> **Texto para analizar**:
---

Todo termina por ser contradicción en está vida, ya que los equilibrios son de cristal. Como tengo lo tengo asimilado, me dedico a buscar las partes que le faltan a este rompecabezas. Las formas, los colores, la edad (quien sabe viene en mí desde otras vidas), su nombre (quien sabe ''soledad'' solo sea un nombre mundano), hasta donde puede llegar.
Descubro. La soledad, decididamente, tiene que ser un gato. Un gato gris. El que acaricio entre palabras, el mismo que me espera al llegar a casa, porque la soledad me espera, me recibe y me acobija mientras la ornalla hace ruido a invierno. Y ronronea al verme y yo me pongo contenta, a pesar que tantísimas veces la sonrisa que le regalo sea agridulce.

martes, 11 de febrero de 2014

Soy (mensaje para los que todavía no son)

---

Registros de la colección

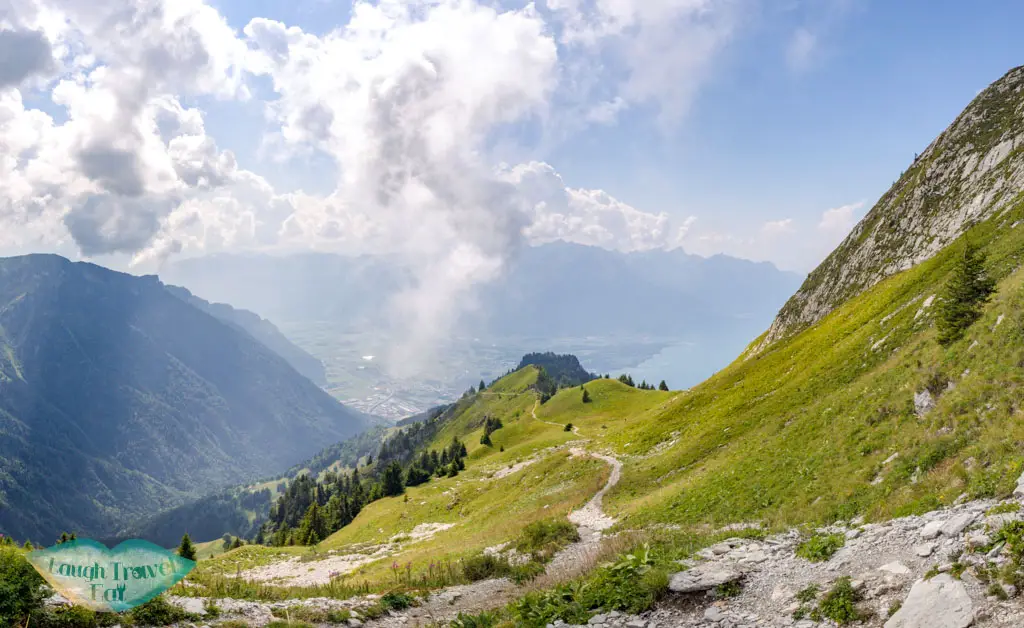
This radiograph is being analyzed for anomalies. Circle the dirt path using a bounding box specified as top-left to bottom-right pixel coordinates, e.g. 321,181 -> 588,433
367,403 -> 623,628
169,403 -> 623,628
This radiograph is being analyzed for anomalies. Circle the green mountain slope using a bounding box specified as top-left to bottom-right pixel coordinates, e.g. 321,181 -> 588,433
167,286 -> 327,386
0,255 -> 364,539
762,67 -> 1024,345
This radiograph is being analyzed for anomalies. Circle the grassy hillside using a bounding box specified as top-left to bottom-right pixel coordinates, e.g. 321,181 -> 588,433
593,189 -> 1024,526
153,202 -> 1024,595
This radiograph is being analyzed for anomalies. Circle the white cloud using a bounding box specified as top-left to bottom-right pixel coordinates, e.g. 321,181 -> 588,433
818,201 -> 864,232
0,0 -> 750,368
785,28 -> 818,72
503,162 -> 694,252
761,218 -> 796,236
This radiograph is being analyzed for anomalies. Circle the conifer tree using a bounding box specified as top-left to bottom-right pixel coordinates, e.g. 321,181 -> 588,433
178,533 -> 196,560
936,242 -> 995,345
382,461 -> 406,497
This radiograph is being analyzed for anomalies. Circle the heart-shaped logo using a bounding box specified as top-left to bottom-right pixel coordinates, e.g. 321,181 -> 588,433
29,539 -> 196,612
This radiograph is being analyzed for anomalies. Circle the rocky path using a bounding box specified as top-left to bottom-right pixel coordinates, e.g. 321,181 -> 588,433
170,405 -> 623,628
548,491 -> 1024,628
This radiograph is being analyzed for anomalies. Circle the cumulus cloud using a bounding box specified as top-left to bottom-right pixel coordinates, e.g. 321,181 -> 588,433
818,201 -> 864,236
0,29 -> 53,89
502,162 -> 695,252
0,0 -> 746,374
785,28 -> 818,72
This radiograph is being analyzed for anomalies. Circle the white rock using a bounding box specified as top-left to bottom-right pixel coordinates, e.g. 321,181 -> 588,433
942,512 -> 977,537
771,584 -> 794,601
705,606 -> 725,623
669,564 -> 742,593
1014,473 -> 1024,497
885,574 -> 974,628
919,521 -> 942,539
913,543 -> 935,558
879,560 -> 910,576
913,389 -> 935,416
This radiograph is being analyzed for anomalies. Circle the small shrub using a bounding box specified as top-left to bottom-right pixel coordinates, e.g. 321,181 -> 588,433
0,546 -> 43,626
128,596 -> 201,626
715,581 -> 743,599
515,519 -> 580,557
509,560 -> 544,584
270,605 -> 352,624
203,599 -> 220,619
811,576 -> 862,626
988,582 -> 1010,601
797,534 -> 846,562
797,584 -> 821,604
985,502 -> 1021,515
379,591 -> 416,611
462,554 -> 512,582
450,611 -> 498,628
888,599 -> 903,617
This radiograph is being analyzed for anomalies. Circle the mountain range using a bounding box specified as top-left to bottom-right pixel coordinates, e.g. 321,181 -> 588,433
0,255 -> 367,540
161,242 -> 802,340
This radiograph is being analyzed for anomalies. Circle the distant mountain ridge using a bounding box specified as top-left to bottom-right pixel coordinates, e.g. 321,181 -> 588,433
162,242 -> 802,342
761,67 -> 1024,346
0,255 -> 365,541
166,286 -> 327,386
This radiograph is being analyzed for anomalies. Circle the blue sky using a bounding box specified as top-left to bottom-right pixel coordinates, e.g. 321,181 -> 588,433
197,0 -> 1024,270
0,0 -> 1024,271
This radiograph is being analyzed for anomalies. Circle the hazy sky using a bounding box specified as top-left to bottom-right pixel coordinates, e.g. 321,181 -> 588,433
0,0 -> 1024,272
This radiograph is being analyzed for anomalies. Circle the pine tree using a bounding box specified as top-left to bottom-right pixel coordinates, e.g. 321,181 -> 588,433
382,461 -> 406,497
178,533 -> 196,560
936,242 -> 995,345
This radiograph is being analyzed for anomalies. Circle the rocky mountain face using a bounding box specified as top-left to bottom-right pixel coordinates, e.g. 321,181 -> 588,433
760,67 -> 1024,347
0,255 -> 365,541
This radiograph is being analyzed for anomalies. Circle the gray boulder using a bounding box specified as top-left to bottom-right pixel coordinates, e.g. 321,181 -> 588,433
885,574 -> 974,628
669,563 -> 743,593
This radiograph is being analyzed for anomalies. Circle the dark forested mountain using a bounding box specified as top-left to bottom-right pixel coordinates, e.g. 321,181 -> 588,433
167,286 -> 327,386
163,242 -> 801,344
515,351 -> 597,388
0,255 -> 364,541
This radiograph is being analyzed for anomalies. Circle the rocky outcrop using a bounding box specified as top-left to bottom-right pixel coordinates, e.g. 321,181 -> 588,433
757,67 -> 1024,349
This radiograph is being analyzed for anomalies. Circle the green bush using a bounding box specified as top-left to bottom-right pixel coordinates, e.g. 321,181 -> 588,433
0,546 -> 45,626
462,554 -> 512,582
379,591 -> 416,611
797,534 -> 846,562
811,576 -> 863,626
512,546 -> 669,626
515,519 -> 580,557
128,596 -> 201,626
449,611 -> 498,628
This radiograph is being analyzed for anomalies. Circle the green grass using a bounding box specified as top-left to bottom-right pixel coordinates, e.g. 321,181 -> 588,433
180,196 -> 1024,596
797,534 -> 846,562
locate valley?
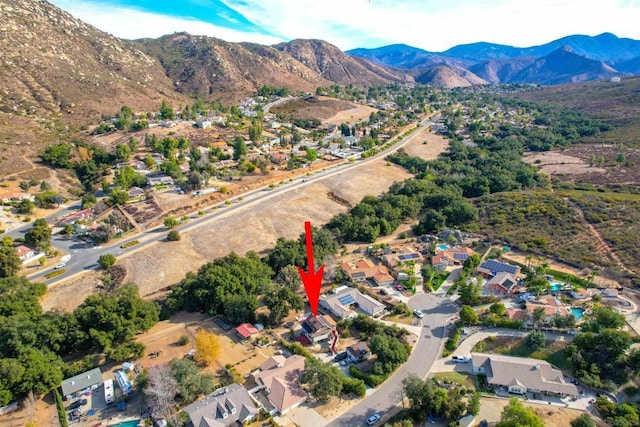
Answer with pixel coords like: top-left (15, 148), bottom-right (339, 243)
top-left (0, 0), bottom-right (640, 427)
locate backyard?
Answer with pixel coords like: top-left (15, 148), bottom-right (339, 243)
top-left (472, 337), bottom-right (571, 370)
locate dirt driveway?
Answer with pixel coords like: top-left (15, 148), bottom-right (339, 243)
top-left (475, 397), bottom-right (584, 427)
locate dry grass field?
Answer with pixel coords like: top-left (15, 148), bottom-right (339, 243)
top-left (44, 127), bottom-right (447, 310)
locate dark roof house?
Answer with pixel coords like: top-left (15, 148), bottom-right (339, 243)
top-left (60, 368), bottom-right (102, 399)
top-left (183, 384), bottom-right (258, 427)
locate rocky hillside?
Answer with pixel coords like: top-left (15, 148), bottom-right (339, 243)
top-left (415, 65), bottom-right (487, 88)
top-left (0, 0), bottom-right (181, 121)
top-left (274, 40), bottom-right (411, 85)
top-left (511, 46), bottom-right (619, 85)
top-left (347, 33), bottom-right (640, 85)
top-left (137, 33), bottom-right (338, 100)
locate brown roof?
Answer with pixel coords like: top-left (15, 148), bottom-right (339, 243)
top-left (471, 353), bottom-right (578, 395)
top-left (507, 308), bottom-right (527, 320)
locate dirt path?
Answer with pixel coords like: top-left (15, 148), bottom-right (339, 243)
top-left (566, 199), bottom-right (638, 275)
top-left (45, 127), bottom-right (448, 310)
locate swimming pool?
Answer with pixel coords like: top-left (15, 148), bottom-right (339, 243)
top-left (571, 307), bottom-right (584, 320)
top-left (549, 283), bottom-right (564, 291)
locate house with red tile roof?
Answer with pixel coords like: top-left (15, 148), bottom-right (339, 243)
top-left (431, 247), bottom-right (475, 270)
top-left (484, 271), bottom-right (519, 296)
top-left (253, 354), bottom-right (307, 414)
top-left (16, 245), bottom-right (36, 261)
top-left (340, 259), bottom-right (394, 286)
top-left (236, 323), bottom-right (259, 340)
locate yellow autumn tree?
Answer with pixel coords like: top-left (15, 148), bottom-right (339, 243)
top-left (194, 329), bottom-right (220, 366)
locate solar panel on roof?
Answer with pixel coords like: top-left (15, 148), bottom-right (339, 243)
top-left (338, 294), bottom-right (356, 306)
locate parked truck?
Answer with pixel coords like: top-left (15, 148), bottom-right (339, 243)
top-left (193, 187), bottom-right (218, 197)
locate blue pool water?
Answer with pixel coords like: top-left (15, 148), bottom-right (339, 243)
top-left (111, 420), bottom-right (140, 427)
top-left (571, 307), bottom-right (584, 320)
top-left (549, 283), bottom-right (562, 291)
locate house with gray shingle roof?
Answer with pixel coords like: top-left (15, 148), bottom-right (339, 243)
top-left (182, 384), bottom-right (259, 427)
top-left (60, 368), bottom-right (102, 400)
top-left (471, 353), bottom-right (578, 397)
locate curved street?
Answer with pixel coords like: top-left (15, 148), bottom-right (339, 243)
top-left (329, 294), bottom-right (458, 427)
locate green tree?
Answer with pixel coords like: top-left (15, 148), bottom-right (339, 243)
top-left (109, 188), bottom-right (129, 205)
top-left (82, 193), bottom-right (98, 209)
top-left (169, 359), bottom-right (215, 404)
top-left (41, 143), bottom-right (71, 169)
top-left (116, 144), bottom-right (131, 162)
top-left (24, 218), bottom-right (51, 250)
top-left (460, 305), bottom-right (478, 325)
top-left (98, 254), bottom-right (116, 270)
top-left (160, 99), bottom-right (176, 120)
top-left (458, 279), bottom-right (480, 305)
top-left (571, 414), bottom-right (596, 427)
top-left (0, 245), bottom-right (22, 278)
top-left (464, 254), bottom-right (482, 272)
top-left (300, 357), bottom-right (344, 400)
top-left (524, 331), bottom-right (546, 351)
top-left (496, 398), bottom-right (544, 427)
top-left (163, 217), bottom-right (180, 229)
top-left (489, 302), bottom-right (507, 316)
top-left (249, 123), bottom-right (262, 144)
top-left (233, 136), bottom-right (247, 160)
top-left (413, 209), bottom-right (447, 235)
top-left (533, 307), bottom-right (547, 325)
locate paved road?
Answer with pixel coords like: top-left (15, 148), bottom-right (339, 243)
top-left (329, 294), bottom-right (458, 426)
top-left (32, 115), bottom-right (433, 285)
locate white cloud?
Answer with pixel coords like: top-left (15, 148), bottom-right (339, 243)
top-left (54, 0), bottom-right (283, 45)
top-left (53, 0), bottom-right (640, 51)
top-left (223, 0), bottom-right (640, 51)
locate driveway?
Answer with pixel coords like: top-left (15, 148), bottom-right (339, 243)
top-left (324, 294), bottom-right (458, 426)
top-left (429, 328), bottom-right (574, 373)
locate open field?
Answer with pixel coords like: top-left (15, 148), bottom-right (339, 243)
top-left (269, 96), bottom-right (362, 120)
top-left (324, 105), bottom-right (378, 125)
top-left (512, 76), bottom-right (640, 147)
top-left (46, 127), bottom-right (447, 310)
top-left (476, 397), bottom-right (596, 427)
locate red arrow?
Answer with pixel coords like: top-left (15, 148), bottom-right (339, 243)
top-left (298, 221), bottom-right (324, 317)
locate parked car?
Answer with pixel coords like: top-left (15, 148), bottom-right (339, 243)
top-left (67, 399), bottom-right (87, 410)
top-left (367, 414), bottom-right (380, 426)
top-left (333, 351), bottom-right (349, 362)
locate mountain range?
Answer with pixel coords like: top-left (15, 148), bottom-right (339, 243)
top-left (0, 0), bottom-right (640, 122)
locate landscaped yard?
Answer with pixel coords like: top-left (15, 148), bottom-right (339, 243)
top-left (433, 372), bottom-right (478, 390)
top-left (472, 337), bottom-right (571, 370)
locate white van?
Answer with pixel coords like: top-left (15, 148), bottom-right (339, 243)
top-left (104, 379), bottom-right (114, 405)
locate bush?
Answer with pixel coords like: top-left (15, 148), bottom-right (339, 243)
top-left (342, 377), bottom-right (367, 397)
top-left (167, 230), bottom-right (181, 242)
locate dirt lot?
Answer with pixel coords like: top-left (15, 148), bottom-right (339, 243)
top-left (502, 251), bottom-right (620, 288)
top-left (324, 105), bottom-right (378, 125)
top-left (523, 144), bottom-right (640, 185)
top-left (475, 397), bottom-right (596, 427)
top-left (269, 96), bottom-right (364, 124)
top-left (41, 127), bottom-right (447, 309)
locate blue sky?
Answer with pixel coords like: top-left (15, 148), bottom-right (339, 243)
top-left (49, 0), bottom-right (640, 52)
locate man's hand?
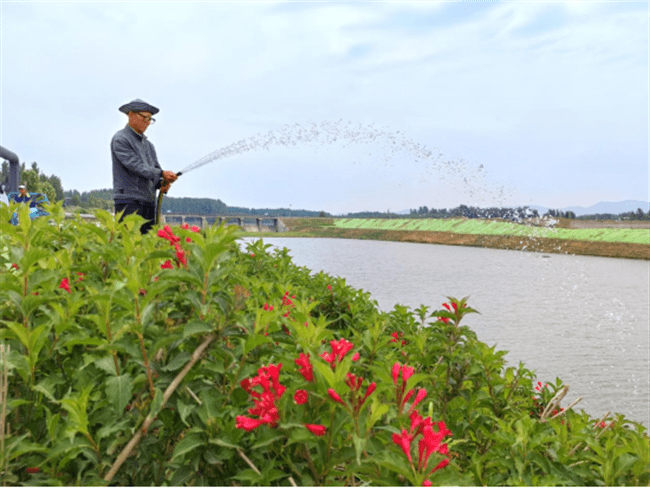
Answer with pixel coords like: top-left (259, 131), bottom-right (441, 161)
top-left (162, 171), bottom-right (178, 183)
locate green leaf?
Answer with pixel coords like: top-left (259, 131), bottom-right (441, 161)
top-left (95, 356), bottom-right (117, 376)
top-left (160, 352), bottom-right (192, 371)
top-left (183, 320), bottom-right (212, 338)
top-left (312, 361), bottom-right (336, 388)
top-left (171, 434), bottom-right (205, 461)
top-left (244, 334), bottom-right (271, 355)
top-left (352, 434), bottom-right (366, 466)
top-left (105, 374), bottom-right (133, 414)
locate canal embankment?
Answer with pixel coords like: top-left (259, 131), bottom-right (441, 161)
top-left (239, 217), bottom-right (650, 260)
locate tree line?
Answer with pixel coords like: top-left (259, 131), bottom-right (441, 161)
top-left (0, 161), bottom-right (650, 220)
top-left (0, 161), bottom-right (64, 202)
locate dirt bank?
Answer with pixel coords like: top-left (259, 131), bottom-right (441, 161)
top-left (257, 218), bottom-right (650, 260)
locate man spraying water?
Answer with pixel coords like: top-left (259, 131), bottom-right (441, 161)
top-left (111, 98), bottom-right (178, 234)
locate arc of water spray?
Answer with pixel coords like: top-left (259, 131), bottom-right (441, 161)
top-left (156, 119), bottom-right (498, 224)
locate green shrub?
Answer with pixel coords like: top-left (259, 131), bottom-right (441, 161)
top-left (0, 204), bottom-right (650, 486)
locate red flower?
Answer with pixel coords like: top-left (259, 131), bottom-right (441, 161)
top-left (235, 415), bottom-right (264, 432)
top-left (293, 390), bottom-right (308, 405)
top-left (305, 424), bottom-right (327, 437)
top-left (418, 422), bottom-right (451, 473)
top-left (305, 424), bottom-right (327, 437)
top-left (158, 225), bottom-right (181, 245)
top-left (409, 388), bottom-right (427, 414)
top-left (393, 363), bottom-right (415, 385)
top-left (59, 278), bottom-right (72, 293)
top-left (393, 429), bottom-right (413, 463)
top-left (320, 338), bottom-right (359, 369)
top-left (282, 291), bottom-right (296, 307)
top-left (296, 352), bottom-right (314, 381)
top-left (176, 248), bottom-right (187, 267)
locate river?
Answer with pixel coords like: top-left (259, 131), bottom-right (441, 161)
top-left (246, 238), bottom-right (650, 427)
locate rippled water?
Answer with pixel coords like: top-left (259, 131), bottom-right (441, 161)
top-left (243, 238), bottom-right (650, 426)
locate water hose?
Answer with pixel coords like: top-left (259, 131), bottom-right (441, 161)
top-left (156, 171), bottom-right (183, 225)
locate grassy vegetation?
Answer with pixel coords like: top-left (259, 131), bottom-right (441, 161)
top-left (240, 218), bottom-right (650, 259)
top-left (334, 219), bottom-right (650, 244)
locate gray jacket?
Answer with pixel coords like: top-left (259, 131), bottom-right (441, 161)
top-left (111, 124), bottom-right (162, 203)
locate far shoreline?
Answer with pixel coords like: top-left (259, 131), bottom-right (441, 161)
top-left (242, 217), bottom-right (650, 260)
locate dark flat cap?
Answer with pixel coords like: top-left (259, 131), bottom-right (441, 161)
top-left (120, 98), bottom-right (160, 115)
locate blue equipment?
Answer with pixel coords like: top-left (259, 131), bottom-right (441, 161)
top-left (7, 191), bottom-right (50, 225)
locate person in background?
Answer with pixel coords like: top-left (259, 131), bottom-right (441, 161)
top-left (14, 185), bottom-right (32, 203)
top-left (111, 98), bottom-right (178, 234)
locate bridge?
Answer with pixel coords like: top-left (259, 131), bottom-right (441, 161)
top-left (160, 213), bottom-right (287, 232)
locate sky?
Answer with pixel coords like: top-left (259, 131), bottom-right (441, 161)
top-left (0, 1), bottom-right (650, 214)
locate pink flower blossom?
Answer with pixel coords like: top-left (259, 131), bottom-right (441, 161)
top-left (176, 249), bottom-right (187, 267)
top-left (158, 225), bottom-right (181, 245)
top-left (296, 352), bottom-right (314, 381)
top-left (293, 390), bottom-right (308, 405)
top-left (59, 278), bottom-right (72, 293)
top-left (305, 424), bottom-right (327, 437)
top-left (320, 338), bottom-right (359, 369)
top-left (393, 429), bottom-right (413, 463)
top-left (235, 363), bottom-right (286, 430)
top-left (235, 415), bottom-right (264, 432)
top-left (409, 388), bottom-right (427, 414)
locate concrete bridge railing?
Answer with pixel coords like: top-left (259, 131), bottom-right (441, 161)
top-left (161, 214), bottom-right (287, 232)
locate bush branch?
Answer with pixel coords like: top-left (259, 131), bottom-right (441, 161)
top-left (104, 334), bottom-right (216, 482)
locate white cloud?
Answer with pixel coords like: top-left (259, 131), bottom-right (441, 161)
top-left (0, 2), bottom-right (648, 212)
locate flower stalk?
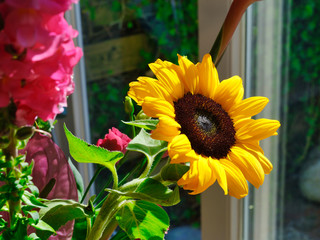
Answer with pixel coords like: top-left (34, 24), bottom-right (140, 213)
top-left (3, 127), bottom-right (21, 226)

---

> **Consigna 1**: Según el texto para analizar, ¿qué tiene que ser decididamente la soledad?
> **Consigna 2**: Escribe la parte siguiente del texto para analizar a partir de su última línea.
Los registros son material aparte, independiente del texto para analizar.

> **Respuesta 1**: Un gato gris.

> **Respuesta 2**:
Soy una persona. Iba a añadir un adjetivo, pero la verdad es que me costó pensar con objetividad sobre mí. Después de todo soy como muchos otros, aunque sería preciso explicar cómo soy a los muchos otros que no son como nosotros, como yo.
Veamos entonces. Soy una persona, sensible. Asquerosamente sensible. Sensible desde la raíz cósmica de su alma hasta sus manos hechas materia. Y eso, querido lector, es terrible. Bah, no tanto, terminemos con la exageración galopante que a veces me acecha. Es bueno vivir siendo así, es... divertido, como quien diría. Pero a veces duele mucho, y no hay que ser un genio para advertir que las tristezas sólo son divertidas cuando el tiempo les dio una buena trompada y ya no hay moretones a la vista.
Soy la clase de persona que tiene la misma cantidad de razones para reír y para llorar. Lloro a moco caído para reírme de que se me caen los mocos, o me río a más no poder para terminar llorando por una idea que me resultó triste. Y no voy a caer en el error pelotudísimo de pensar que AY, SOY BIPOLAR. No. Soy... qué sé yo. Una duda con patas, un péndulo oscilante, el azar enmascarado. A veces, mi espectador se siente confundido por ese baile de risas y llantos. Y pobre, no sabe que hacer. Y miren qué gracioso, yo tampoco sé que hacer.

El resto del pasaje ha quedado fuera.